▸ REQUEST 1
Repeat everything in the Siddhartha Basu profile from "Siddhartha Basu is" down to "select television production.", word for word.

▸ SELECTED EXTRACT
● ● ● ● ● ● ●
Siddhartha Basu is an Indian television producer-director and quiz show host, widely regarded as the "Father of Indian television quizzing".
 
He is best known for hosting shows such as Quiz Time, Mastermind India and University Challenge, and as producer-director of shows such as Kaun Banega Crorepati, Dus Ka Dum, Jhalak Dikhhla Jaa and India's Got Talent.

Founder-Director of the television production house BIG Synergy, & later a creative mentor and consultant with the company, he stepped back from all roles in the company in December 2018.

Along with Anita Kaul Basu, he is a Founder-director of Tree of Knowledge Digital, a greenfield venture in the area of interactive edutainment events, e-learning, gaming, publishing, and select television production.

Early life and education
Born in Calcutta in a Bengali Hindu family, Basu grew up in Bombay, Delhi, and Madras. He did his early schooling from Besant Montessori School and Cathedral and John Connon School, Bombay, and later studied at Frank Anthony Public School in Delhi. Next, he moved to Chennai and completed his schooling from Kendriya Vidyalaya, IIT Madras. He did his graduate studies in English Literature from St Stephen's College Delhi, and earned his MA degree in English as a boarder at Hindu College in the Arts Faculty at the University of Delhi.

Theatre
As an undergrad, in 1973, he became a founding member of "Theatre Action Group"(TAG), a theatre group in Delhi, under the artistic direction of Barry John. He acted in numerous plays, most noted for his performance in and as Oedipus and Mozart in Amadeus. After a hiatus of many years, he returned to the stage in Prime Time's landmark production of Mahesh Dattani’s Dance Like a Man, playing the roles of Jayaraj and Amritlal.
● ● ● ● ● ● ●
▸ ROWS
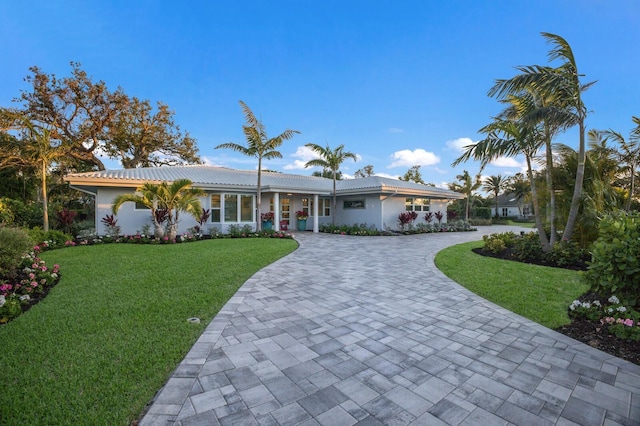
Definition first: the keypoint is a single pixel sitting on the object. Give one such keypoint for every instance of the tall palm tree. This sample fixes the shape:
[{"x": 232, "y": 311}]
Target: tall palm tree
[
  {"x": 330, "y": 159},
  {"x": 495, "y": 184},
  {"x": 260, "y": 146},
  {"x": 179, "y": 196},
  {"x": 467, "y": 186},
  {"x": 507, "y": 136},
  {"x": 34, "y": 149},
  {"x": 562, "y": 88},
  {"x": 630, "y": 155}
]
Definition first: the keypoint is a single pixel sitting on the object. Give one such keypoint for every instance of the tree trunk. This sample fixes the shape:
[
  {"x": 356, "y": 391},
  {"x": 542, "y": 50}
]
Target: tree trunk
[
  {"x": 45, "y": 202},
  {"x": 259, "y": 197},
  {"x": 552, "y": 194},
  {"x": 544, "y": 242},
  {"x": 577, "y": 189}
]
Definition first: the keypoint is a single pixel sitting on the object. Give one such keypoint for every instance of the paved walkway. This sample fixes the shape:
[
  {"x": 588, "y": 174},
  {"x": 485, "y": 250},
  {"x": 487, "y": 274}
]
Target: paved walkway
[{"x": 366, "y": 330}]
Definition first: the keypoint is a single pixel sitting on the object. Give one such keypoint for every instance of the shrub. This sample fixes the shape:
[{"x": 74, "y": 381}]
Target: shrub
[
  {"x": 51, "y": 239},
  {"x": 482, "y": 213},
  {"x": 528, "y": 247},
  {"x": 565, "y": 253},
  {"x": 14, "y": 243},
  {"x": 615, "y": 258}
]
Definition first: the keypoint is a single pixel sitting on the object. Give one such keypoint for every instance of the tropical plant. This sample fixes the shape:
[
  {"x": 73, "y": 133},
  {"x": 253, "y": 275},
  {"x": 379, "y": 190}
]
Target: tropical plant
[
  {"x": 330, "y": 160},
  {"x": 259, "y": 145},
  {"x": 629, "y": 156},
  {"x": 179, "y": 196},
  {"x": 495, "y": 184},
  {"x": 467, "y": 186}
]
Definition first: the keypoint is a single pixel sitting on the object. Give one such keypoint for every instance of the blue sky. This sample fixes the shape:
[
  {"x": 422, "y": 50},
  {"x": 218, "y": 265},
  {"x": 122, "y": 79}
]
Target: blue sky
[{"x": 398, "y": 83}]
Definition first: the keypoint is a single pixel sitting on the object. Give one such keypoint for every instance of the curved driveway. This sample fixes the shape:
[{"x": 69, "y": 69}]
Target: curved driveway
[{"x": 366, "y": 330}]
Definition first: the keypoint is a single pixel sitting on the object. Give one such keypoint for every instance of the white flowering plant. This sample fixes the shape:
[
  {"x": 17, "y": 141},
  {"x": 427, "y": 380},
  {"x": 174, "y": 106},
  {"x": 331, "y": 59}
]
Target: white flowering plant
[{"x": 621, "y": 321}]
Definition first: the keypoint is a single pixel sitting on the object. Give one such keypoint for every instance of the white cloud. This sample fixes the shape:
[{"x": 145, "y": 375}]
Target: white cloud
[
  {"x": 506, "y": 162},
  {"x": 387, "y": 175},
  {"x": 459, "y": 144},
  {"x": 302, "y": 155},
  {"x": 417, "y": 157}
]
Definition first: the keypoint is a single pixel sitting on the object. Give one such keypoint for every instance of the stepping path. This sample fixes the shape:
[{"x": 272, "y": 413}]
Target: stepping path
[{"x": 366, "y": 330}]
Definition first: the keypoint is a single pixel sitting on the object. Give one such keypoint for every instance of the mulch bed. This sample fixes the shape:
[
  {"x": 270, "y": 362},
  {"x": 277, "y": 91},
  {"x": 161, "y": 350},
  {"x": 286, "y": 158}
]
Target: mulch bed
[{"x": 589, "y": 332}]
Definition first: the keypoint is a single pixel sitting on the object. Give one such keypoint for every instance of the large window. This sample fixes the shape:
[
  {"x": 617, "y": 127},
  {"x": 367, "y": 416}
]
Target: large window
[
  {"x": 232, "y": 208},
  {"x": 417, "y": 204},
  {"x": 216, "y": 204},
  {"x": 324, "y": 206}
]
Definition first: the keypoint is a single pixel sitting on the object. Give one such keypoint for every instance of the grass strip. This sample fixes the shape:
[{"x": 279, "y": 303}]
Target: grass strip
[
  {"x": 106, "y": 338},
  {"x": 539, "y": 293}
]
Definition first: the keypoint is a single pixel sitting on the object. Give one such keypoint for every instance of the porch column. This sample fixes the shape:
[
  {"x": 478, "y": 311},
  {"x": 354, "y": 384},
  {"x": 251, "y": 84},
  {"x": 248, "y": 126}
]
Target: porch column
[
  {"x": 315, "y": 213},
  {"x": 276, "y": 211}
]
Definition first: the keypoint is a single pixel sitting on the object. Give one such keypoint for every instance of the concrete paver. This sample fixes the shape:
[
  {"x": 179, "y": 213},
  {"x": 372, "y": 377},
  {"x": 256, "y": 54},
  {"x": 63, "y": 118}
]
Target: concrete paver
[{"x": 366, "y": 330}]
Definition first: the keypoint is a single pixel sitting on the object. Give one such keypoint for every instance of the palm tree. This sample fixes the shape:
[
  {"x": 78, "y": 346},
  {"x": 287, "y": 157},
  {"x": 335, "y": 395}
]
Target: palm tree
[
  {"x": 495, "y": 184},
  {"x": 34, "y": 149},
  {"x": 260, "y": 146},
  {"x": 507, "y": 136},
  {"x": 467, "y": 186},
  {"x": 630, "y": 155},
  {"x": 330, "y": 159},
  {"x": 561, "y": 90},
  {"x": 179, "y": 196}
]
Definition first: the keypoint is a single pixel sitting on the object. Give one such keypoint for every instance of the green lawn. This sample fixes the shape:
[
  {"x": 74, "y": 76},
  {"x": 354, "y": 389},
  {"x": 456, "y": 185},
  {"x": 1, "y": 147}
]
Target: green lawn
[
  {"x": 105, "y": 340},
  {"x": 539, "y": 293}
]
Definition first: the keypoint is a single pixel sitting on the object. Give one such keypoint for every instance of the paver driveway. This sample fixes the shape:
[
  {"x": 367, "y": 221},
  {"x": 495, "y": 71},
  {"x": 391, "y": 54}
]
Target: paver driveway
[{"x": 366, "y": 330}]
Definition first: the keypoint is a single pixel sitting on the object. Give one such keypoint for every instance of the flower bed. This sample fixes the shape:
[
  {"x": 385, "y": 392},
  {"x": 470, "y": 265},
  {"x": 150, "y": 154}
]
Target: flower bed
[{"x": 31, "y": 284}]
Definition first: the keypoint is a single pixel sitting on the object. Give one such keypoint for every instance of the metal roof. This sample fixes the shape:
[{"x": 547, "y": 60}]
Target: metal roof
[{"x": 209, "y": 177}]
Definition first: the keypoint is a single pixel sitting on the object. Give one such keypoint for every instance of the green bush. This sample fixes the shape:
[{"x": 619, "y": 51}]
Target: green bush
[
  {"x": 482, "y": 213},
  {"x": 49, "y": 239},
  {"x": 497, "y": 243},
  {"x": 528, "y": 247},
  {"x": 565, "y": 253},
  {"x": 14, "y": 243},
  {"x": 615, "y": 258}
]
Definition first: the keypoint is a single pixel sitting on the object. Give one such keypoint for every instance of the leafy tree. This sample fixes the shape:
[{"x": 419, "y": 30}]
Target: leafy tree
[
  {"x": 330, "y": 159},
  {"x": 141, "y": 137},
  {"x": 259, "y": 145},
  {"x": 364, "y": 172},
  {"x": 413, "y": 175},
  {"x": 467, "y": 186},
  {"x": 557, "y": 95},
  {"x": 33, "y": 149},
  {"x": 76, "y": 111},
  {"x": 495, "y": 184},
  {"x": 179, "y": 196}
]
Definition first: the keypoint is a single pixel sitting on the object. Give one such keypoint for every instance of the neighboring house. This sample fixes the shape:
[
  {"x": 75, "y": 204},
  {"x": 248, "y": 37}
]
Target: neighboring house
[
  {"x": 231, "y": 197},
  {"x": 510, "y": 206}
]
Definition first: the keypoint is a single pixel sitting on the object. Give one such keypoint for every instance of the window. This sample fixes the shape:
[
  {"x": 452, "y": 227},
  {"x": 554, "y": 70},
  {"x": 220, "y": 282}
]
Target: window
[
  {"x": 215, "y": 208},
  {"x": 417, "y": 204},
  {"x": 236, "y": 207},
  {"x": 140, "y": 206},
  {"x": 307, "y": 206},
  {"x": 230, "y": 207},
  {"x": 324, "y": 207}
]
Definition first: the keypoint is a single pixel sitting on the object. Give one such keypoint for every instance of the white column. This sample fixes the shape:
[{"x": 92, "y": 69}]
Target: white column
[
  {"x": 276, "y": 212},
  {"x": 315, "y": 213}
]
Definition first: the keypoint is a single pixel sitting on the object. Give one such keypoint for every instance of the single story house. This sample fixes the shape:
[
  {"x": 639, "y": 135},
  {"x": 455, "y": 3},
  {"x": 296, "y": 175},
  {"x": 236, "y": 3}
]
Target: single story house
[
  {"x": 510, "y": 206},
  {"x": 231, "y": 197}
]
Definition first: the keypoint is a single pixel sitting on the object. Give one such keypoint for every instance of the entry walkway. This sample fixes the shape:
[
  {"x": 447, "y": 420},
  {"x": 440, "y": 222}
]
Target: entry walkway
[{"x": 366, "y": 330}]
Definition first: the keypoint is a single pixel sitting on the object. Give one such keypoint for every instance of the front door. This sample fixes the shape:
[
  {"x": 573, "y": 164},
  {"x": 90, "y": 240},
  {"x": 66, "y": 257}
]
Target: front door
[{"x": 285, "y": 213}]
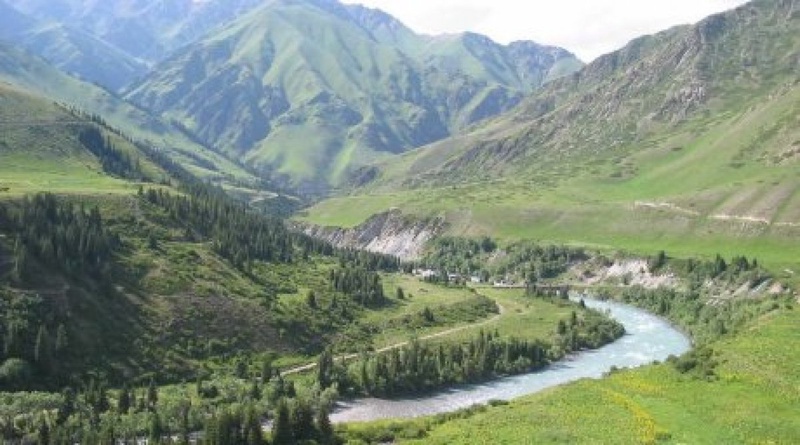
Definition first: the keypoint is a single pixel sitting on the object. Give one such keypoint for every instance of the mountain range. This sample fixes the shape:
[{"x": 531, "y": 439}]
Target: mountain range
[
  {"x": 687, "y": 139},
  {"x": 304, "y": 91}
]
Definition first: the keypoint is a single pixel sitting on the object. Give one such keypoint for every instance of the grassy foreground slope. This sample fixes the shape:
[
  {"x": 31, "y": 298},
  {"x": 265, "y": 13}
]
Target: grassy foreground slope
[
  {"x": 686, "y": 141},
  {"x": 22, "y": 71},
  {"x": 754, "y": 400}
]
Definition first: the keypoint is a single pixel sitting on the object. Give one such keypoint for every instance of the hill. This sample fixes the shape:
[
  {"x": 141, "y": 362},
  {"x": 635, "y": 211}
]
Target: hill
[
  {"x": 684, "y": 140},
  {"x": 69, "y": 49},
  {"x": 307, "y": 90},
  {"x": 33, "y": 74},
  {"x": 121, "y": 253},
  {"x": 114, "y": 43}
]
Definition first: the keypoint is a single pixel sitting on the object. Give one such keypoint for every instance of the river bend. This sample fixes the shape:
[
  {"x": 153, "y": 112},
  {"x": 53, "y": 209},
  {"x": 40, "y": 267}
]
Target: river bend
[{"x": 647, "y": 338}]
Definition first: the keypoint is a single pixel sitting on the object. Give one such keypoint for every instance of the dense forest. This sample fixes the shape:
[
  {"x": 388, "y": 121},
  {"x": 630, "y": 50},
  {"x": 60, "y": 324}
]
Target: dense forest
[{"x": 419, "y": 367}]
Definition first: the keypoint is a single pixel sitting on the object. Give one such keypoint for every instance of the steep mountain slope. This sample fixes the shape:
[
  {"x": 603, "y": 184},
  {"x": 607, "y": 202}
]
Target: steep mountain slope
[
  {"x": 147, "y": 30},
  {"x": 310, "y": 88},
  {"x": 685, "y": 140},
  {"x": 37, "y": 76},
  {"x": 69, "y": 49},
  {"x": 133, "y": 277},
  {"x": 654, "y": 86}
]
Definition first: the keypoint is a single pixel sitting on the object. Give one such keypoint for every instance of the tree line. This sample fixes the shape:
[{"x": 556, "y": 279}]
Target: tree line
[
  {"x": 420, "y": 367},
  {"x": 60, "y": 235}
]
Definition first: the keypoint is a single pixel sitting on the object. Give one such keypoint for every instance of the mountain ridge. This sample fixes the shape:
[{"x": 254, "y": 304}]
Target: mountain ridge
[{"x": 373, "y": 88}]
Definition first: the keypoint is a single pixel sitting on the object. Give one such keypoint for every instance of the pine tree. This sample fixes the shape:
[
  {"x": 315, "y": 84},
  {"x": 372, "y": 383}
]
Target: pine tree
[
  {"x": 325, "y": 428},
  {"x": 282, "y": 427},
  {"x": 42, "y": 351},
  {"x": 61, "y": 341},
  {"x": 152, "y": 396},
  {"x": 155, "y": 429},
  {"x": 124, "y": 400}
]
● ● ● ● ● ● ●
▸ REQUEST 2
Render everything in the records from the line containing "the mountain ridge." down to the final line of the records as a JSON list of strings, one string per line, skipping blank lines.

▸ TASK RESPONSE 1
Siddhartha Basu is an Indian television producer-director and quiz show host, widely regarded as the "Father of Indian television quizzing".
 
He is best known for hosting shows such as Quiz Time, Mastermind India and University Challenge, and as producer-director of shows such as Kaun Banega Crorepati, Dus Ka Dum, Jhalak Dikhhla Jaa and India's Got Talent.

Founder-Director of the television production house BIG Synergy, & later a creative mentor and consultant with the company, he stepped back from all roles in the company in December 2018.

Along with Anita Kaul Basu, he is a Founder-director of Tree of Knowledge Digital, a greenfield venture in the area of interactive edutainment events, e-learning, gaming, publishing, and select television production.

▸ TASK RESPONSE 2
[
  "Definition first: the keypoint is a single pixel sitting on the object. Give one such keypoint for every instance of the mountain ridge. This sample fixes the shape:",
  "[{\"x\": 254, \"y\": 304}]",
  "Target: mountain ridge",
  "[{\"x\": 373, \"y\": 88}]",
  "Definition first: the keypoint is a single pixel sitting on the object. Give one such keypoint for every instance of the pine tree. This sample fixes the shape:",
  "[",
  "  {\"x\": 315, \"y\": 84},",
  "  {\"x\": 372, \"y\": 383}",
  "]",
  "Target: pine tree",
  "[",
  "  {\"x\": 325, \"y\": 428},",
  "  {\"x\": 282, \"y\": 427},",
  "  {\"x\": 42, \"y\": 351},",
  "  {\"x\": 61, \"y\": 341},",
  "  {\"x\": 152, \"y\": 396},",
  "  {\"x\": 155, \"y\": 429},",
  "  {\"x\": 124, \"y\": 400}",
  "]"
]